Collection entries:
○ ○ ○ ○

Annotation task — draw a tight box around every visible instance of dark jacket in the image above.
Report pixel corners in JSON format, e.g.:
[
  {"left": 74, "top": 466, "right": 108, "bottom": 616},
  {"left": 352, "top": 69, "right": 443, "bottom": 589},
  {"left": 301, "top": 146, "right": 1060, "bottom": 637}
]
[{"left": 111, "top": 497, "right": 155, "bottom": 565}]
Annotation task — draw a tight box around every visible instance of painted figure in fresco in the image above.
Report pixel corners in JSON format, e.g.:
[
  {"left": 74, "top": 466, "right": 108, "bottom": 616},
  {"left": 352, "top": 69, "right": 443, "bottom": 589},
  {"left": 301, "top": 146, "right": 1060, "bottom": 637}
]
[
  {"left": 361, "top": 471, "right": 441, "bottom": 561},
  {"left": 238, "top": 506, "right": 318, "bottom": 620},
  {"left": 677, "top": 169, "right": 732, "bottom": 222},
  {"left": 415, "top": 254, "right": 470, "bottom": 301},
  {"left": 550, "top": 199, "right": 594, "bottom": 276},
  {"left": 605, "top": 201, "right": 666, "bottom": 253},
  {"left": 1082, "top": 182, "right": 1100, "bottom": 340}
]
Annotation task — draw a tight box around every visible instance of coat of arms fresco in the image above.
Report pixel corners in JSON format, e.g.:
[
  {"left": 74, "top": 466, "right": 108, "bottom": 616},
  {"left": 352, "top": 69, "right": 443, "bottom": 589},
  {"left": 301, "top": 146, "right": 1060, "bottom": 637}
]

○ ○ ○ ○

Task to carry out –
Scan the records above for the string "image", and copy every line where it turns up.

Answer to this problem –
Annotation task — draw a tight box around every visible instance of dark jacket in the image above.
Annotation task — draw a tight box around every visible instance of painted figure in fresco in the image above.
Annotation task — draw a tight box around every visible instance of coat of arms fresco in the image above.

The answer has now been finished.